TO DO: List every line of the records that contains the word "black".

-- start INPUT RECORDS --

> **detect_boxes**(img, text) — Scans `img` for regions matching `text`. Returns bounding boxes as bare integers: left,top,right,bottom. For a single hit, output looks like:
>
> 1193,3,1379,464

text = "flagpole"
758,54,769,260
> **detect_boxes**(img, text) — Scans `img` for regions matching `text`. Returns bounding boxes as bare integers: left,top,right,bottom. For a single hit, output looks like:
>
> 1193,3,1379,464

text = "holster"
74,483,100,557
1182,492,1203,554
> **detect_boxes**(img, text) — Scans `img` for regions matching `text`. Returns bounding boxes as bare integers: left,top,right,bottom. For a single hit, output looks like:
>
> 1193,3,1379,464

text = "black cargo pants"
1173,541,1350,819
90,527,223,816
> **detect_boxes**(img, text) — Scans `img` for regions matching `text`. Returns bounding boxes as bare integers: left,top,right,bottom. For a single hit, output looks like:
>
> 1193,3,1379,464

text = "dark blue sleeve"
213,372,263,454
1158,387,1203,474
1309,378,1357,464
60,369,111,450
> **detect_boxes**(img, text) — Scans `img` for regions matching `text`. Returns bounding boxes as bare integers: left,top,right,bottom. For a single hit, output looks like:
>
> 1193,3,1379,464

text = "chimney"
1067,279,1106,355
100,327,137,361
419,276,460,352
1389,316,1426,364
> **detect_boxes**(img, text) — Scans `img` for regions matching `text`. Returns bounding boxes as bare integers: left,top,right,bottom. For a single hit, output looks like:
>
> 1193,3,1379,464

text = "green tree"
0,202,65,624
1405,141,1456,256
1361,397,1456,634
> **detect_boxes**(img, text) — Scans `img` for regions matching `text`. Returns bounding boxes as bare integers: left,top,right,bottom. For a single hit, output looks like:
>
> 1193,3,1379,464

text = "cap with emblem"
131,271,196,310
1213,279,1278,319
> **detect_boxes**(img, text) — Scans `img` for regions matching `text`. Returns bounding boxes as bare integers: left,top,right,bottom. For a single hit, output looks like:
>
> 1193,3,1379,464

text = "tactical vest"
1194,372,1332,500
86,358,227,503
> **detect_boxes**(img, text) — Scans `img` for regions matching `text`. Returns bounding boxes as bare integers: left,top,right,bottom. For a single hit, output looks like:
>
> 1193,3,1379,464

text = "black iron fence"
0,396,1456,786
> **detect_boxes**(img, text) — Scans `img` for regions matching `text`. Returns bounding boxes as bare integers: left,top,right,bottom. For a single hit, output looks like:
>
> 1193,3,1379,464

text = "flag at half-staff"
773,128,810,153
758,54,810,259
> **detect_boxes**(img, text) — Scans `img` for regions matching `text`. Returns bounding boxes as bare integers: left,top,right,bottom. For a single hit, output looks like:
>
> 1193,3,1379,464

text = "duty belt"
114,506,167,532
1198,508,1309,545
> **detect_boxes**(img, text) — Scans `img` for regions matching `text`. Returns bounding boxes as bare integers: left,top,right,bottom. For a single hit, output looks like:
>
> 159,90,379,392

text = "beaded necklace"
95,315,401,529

-- end INPUT RECORDS --

RESULT:
text = "black cargo pants"
text = "black iron fence"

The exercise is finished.